• **Exercise**
Reproduce the listing below exactly, minus its pictures.

START Data for analysis

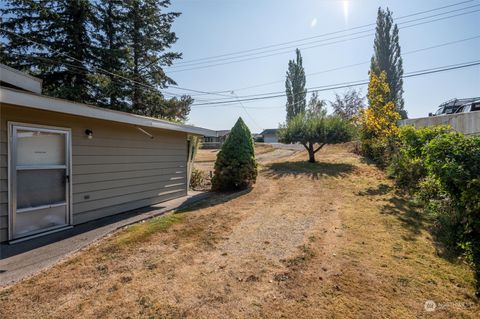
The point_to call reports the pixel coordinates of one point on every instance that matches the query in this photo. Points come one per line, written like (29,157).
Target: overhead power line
(348,84)
(348,66)
(318,43)
(320,35)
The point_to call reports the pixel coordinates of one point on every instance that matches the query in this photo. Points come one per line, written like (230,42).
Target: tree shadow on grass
(311,170)
(213,200)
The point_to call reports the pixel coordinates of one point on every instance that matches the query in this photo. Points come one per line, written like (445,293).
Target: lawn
(326,240)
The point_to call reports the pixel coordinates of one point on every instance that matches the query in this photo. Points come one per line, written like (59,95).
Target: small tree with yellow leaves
(378,121)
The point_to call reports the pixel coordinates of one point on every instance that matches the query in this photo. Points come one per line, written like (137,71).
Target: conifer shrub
(235,167)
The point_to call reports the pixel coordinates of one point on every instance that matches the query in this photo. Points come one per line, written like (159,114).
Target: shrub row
(441,168)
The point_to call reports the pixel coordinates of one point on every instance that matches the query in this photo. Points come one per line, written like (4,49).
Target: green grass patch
(141,232)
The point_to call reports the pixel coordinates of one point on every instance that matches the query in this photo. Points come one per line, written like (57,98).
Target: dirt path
(326,240)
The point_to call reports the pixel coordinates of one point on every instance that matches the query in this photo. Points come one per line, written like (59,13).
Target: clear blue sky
(214,27)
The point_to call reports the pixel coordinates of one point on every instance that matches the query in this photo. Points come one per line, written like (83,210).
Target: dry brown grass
(325,240)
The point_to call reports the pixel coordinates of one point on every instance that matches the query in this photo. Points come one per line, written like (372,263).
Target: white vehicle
(469,107)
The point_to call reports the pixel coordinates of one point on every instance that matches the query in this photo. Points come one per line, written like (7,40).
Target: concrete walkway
(24,259)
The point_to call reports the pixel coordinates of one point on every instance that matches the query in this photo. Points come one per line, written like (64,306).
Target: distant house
(65,163)
(270,135)
(215,140)
(453,106)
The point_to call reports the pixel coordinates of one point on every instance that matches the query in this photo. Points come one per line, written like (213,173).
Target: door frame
(12,181)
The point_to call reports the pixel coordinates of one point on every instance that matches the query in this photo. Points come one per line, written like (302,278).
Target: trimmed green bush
(442,169)
(407,161)
(235,167)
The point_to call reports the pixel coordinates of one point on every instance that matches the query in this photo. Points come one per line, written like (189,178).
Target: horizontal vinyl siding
(3,179)
(119,169)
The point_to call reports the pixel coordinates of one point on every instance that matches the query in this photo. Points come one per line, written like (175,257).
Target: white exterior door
(39,179)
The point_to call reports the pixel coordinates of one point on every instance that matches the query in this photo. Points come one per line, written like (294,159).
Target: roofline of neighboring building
(42,102)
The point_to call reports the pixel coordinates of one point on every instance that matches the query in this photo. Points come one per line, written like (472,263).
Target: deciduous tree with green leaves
(235,167)
(314,131)
(295,87)
(60,25)
(387,58)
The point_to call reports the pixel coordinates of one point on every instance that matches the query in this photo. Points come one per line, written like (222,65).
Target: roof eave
(41,102)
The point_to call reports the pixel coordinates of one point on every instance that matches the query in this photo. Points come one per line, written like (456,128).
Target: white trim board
(20,79)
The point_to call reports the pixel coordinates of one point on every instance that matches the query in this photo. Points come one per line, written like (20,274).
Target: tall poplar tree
(295,87)
(61,26)
(149,36)
(387,57)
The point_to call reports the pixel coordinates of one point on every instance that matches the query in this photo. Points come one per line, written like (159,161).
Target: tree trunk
(311,153)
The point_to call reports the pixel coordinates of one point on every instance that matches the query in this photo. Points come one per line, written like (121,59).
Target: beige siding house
(65,163)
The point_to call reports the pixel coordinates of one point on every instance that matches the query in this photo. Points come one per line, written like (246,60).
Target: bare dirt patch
(325,240)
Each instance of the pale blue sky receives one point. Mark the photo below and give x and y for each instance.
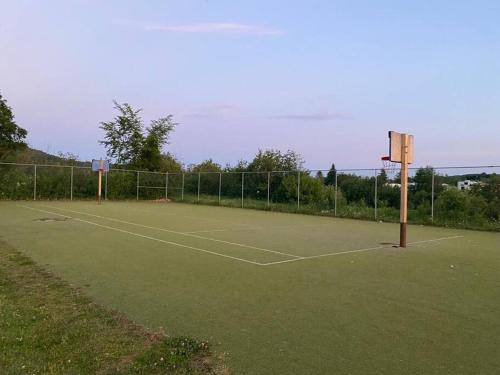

END Data for analysis

• **Result for this task**
The point_to call reports the pixel coordinates of one point on every instance that matches the query in this photo. Points come one per line, written like (29,157).
Target: overhead power line
(348,84)
(348,66)
(318,43)
(320,35)
The point_to call reports the pixel coordinates of one point on every instance that matches the query in this photo. Points come one per line, written like (230,42).
Target: tree shadow on grass
(311,170)
(213,200)
The point_to call reports the pixel coordinates of one point on every instance that matches the query in this photo. Points come one per line, written like (445,293).
Target: lawn
(326,240)
The point_to call reports the pixel coordinates of one point on every instance that matches the query in this photo. Points come one per line, written like (59,95).
Target: small tree with yellow leaves
(378,121)
The point_to call reports the pixel coordinates of one point on every instance that matches the query in this photo. Points come one per line, written like (137,71).
Target: conifer shrub
(235,167)
The point_to call reports the pixel coordinates of one point on every instance that matches the query in this photo. Points come one per line, written like (159,114).
Target: shrub row
(441,168)
The point_to call reports the pixel coordinates of one point on every instance that matches the query in this photo. Points come one per line, written like (4,49).
Target: green grass patch
(141,232)
The point_to call reports the pixel coordinates of one point on every instance that matches the query in this photo. Points come one per line, written like (57,98).
Target: dirt path
(326,240)
The point_to call reports the pixel coordinates of one point on every instance that matches the query in this photo. Points come one per line, written like (59,13).
Target: clear blue sky
(214,27)
The point_to call reports the pixel coordinates of one point on every instance that matches the query in this photo. Points come one per line, written like (83,210).
Target: dry brown grass
(325,240)
The point_to call reports the pixel coordinates of one point on every instance that matches the query in this photo. Points come one per line, written like (372,263).
Target: white vehicle
(469,107)
The point_to call reports the pixel coordinates of one point on every instance that matches the query in this photo. Points come one per line, written like (7,40).
Target: concrete walkway
(24,259)
The point_to call reports the pixel coordinates of one point on every instance that matches the query in this photo. Points come one per line, written like (64,306).
Target: distant house
(65,163)
(270,135)
(215,140)
(453,106)
The point_to call reports the pixel coordinates of one point on every instance that matches the query in this photo. Points come one per line, written like (213,173).
Target: door frame
(12,181)
The point_to call reports the pixel coordinates of one point on every instance that matches the query in this photo. Points come one per line, written like (302,278).
Target: trimmed green bush
(442,169)
(407,161)
(235,167)
The point_to call reports the pixel coordinates of one point on every instance that matches the query in this photo. Points come one per line, written like (189,178).
Target: horizontal vinyl siding
(3,179)
(119,169)
The point_to call reports the pixel coordinates of one point on every instance that matches the query in this photo. Points come one per line, written like (175,257).
Target: white exterior door
(39,179)
The point_to call reports the pixel coordinates of one point on every instance that matches the query in this photo. Points come one per line, written like (294,159).
Target: roofline of neighboring building
(42,102)
The point_to call reports the pixel coordinates of one point on every instance that matches the query in this photo. Points come one per line, written like (472,263).
Target: deciduous tree with green leaves
(235,167)
(314,131)
(295,87)
(60,25)
(387,58)
The point_to call reports the pixel coordinates of one point on every instance that matches the query in this photo. Points come one per line, written like (222,65).
Target: roof eave
(41,102)
The point_to call reports the pixel coordinates of one point on every instance that matches the query in this photo. Points come one per line, written like (456,128).
Target: white trim board
(20,79)
The point_to call reports the pixel coordinates of one point on every instance that matches the query in this photo. Points come one per line, written like (20,274).
Target: tall poplar tree
(295,87)
(61,26)
(149,36)
(387,57)
The point_to call reports the pixel coordinates of one point on every instance that matches the query in this photo. Points come one per line, written like (159,161).
Target: tree trunk
(311,153)
The point_to call reports the pixel coordinates of one point on every instance that matches the query in this photo. Points come one per line, written like (121,59).
Target: beige siding house
(65,163)
The point_to call reports the pixel coordinates of one point on every instance that matches the query in this photo. Points come one per line, written like (246,60).
Target: bare dirt patch
(325,240)
Each instance of the pale blue sky receives one point. Mark the photo below and give x and y for each instance.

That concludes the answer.